#### Data for analysis:
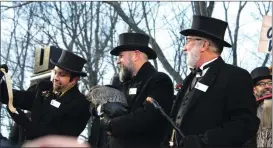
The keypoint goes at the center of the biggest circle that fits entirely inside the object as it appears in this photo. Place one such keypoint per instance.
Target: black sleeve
(243, 122)
(21, 99)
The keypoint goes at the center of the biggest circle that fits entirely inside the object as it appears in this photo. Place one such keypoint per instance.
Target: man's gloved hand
(192, 141)
(20, 118)
(105, 122)
(114, 109)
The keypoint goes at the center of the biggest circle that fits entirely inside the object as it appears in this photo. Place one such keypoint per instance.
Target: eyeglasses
(263, 84)
(189, 39)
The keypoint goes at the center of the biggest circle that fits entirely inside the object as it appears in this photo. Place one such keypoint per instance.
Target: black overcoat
(144, 126)
(70, 118)
(224, 114)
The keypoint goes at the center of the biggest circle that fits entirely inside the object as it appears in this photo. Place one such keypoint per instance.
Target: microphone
(5, 67)
(158, 107)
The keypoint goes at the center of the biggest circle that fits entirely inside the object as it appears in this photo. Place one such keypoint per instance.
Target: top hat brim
(79, 73)
(200, 33)
(145, 49)
(255, 80)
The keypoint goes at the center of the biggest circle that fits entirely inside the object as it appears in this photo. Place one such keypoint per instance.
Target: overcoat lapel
(181, 93)
(208, 79)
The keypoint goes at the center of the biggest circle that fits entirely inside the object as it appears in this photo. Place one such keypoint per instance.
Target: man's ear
(76, 79)
(254, 90)
(205, 46)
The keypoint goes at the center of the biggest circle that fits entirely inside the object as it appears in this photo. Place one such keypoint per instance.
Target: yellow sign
(265, 44)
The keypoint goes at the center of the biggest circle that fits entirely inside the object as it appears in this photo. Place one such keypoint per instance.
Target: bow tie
(196, 71)
(199, 71)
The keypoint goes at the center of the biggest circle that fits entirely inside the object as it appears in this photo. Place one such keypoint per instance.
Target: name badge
(132, 91)
(201, 87)
(55, 103)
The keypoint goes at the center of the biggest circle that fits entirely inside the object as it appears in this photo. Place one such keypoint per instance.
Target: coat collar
(143, 73)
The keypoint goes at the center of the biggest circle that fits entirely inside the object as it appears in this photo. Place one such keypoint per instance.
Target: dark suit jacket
(226, 113)
(70, 118)
(144, 126)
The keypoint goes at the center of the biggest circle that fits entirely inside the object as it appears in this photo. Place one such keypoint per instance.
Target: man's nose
(185, 48)
(118, 61)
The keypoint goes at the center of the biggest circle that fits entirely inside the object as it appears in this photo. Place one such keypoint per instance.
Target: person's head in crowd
(67, 70)
(262, 89)
(132, 53)
(262, 81)
(205, 40)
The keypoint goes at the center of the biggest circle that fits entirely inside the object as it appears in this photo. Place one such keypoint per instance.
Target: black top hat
(134, 41)
(70, 62)
(260, 73)
(208, 27)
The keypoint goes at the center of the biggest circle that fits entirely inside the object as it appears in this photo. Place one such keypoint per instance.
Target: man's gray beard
(192, 58)
(125, 74)
(263, 93)
(265, 113)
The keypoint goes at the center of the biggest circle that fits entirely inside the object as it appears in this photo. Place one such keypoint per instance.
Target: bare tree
(264, 8)
(234, 38)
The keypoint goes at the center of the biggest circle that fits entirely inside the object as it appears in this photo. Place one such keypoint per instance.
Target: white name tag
(201, 87)
(55, 103)
(132, 91)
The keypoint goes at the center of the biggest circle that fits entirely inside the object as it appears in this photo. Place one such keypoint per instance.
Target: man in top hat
(57, 107)
(262, 88)
(143, 125)
(216, 105)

#### Work to complete:
Reproduce, with no other lines, the one containing "Target: bare tree" and all lines after it through the end of the data above.

#### Result of the task:
Target: bare tree
(264, 8)
(234, 38)
The keypoint goes at the center of the biggest circle that fits entirely inside the object as it appears in this photo. Place one such keypoint per instance.
Target: white name tag
(201, 87)
(55, 103)
(132, 91)
The keypoint goes at the center of the biggest circle that fits entirely inside the object as it appears in this photo. Place one such keypoint per instance.
Target: man in top hat
(57, 107)
(262, 88)
(143, 125)
(216, 105)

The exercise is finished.